▸ EXTRACT PROVIDED

*****

/reproducibility-associativity

Reproducibility: software experiments with damn simple associativity and deep variability

Primary LanguagePython

Reproducibility, associativity, and deep variability

Reproducibility: software experiments with damn simple associativity and deep variability

Do you agree that x+(y+z) == (x+y)+z? Well, let's see...

Here are the current implementations:

  • configurable Python implementation with seed and number
  • configurable Java implementation with basic (float), double or math
  • configurable C implementation with custom (optional) + windows or linux having an effect on random primitives. We compile with gcc, i686-w64-mingw32-gcc (when needs be/possible), and clang
  • configurable Rust implementation with compile-time options (associativity, multiplication inverse with and without Pi) and run-time options with optional error margin over equality
  • LISP implementation
  • configurable JavaScript implementation with seed number (and actually the surprising global seed) and equality-check (associativity, multiplication inverse with and without Pi)

*****

▸ STATED EXERCISE 1
Copy the part of the reproducibility page that opens with the words containing "Reproducibility, associativity, and" and closes with "Well, let's see...", word for word.
The page text and the records don't depend on each other.

*****

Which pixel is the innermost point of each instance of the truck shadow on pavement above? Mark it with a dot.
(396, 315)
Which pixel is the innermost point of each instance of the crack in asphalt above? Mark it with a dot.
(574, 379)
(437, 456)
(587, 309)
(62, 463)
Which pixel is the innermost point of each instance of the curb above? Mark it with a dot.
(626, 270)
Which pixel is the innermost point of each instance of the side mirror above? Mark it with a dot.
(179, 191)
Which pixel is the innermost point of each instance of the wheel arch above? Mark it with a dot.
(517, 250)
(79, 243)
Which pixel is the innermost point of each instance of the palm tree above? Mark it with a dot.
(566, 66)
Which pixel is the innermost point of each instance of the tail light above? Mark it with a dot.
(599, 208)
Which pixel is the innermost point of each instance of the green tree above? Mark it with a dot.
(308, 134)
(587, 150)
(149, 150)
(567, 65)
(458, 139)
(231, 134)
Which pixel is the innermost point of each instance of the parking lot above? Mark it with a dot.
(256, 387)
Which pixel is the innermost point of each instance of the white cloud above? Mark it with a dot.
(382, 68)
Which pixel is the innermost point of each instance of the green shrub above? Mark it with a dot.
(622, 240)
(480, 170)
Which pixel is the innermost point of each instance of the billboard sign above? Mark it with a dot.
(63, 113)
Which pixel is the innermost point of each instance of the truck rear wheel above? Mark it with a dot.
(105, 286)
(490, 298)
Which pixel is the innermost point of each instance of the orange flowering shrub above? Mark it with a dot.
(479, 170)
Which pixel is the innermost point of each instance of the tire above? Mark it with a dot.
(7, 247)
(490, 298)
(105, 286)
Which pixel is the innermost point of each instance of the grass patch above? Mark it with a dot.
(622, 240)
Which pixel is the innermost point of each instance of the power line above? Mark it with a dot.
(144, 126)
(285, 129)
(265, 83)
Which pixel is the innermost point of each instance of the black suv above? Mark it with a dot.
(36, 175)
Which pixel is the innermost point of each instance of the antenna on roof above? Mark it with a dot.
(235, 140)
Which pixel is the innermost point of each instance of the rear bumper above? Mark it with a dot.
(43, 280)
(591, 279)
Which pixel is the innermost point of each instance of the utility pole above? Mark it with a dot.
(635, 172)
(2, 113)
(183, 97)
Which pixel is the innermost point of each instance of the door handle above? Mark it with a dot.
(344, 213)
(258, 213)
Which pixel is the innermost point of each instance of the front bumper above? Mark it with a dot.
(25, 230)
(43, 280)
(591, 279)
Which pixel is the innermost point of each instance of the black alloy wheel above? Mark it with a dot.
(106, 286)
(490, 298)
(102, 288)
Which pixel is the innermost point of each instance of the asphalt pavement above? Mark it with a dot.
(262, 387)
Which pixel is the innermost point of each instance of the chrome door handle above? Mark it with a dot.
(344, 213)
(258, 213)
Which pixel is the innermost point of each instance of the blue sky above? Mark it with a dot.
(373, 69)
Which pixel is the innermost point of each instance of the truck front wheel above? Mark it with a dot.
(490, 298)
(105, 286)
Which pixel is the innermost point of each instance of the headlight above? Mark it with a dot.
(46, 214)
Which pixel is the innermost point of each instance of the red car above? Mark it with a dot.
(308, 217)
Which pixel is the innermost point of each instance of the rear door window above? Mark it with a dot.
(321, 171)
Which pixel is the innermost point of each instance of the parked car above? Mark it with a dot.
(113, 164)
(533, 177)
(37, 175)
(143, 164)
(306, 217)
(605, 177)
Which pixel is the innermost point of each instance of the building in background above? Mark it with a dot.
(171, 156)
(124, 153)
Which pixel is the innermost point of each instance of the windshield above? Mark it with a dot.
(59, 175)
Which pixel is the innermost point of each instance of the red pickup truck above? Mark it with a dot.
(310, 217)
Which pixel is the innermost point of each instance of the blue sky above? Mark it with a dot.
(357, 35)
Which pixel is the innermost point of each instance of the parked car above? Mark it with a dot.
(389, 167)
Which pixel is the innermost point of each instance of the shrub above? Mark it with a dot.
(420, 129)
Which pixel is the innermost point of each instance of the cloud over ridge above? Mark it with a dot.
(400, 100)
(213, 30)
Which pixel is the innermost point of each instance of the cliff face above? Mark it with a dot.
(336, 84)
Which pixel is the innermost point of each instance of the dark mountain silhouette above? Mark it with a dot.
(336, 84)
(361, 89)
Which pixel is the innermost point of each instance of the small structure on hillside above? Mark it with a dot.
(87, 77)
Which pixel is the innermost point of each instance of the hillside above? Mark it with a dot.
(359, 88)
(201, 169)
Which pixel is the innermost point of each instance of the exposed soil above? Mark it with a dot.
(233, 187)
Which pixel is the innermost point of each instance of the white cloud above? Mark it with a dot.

*****

▸ STATED EXERCISE 2
How many lines in the records contain the string "truck"? Reply with the number only.

▸ TASK RESULT 1
Reproducibility, associativity, and deep variability

Reproducibility: software experiments with damn simple associativity and deep variability

Do you agree that x+(y+z) == (x+y)+z? Well, let's see...

▸ TASK RESULT 2
4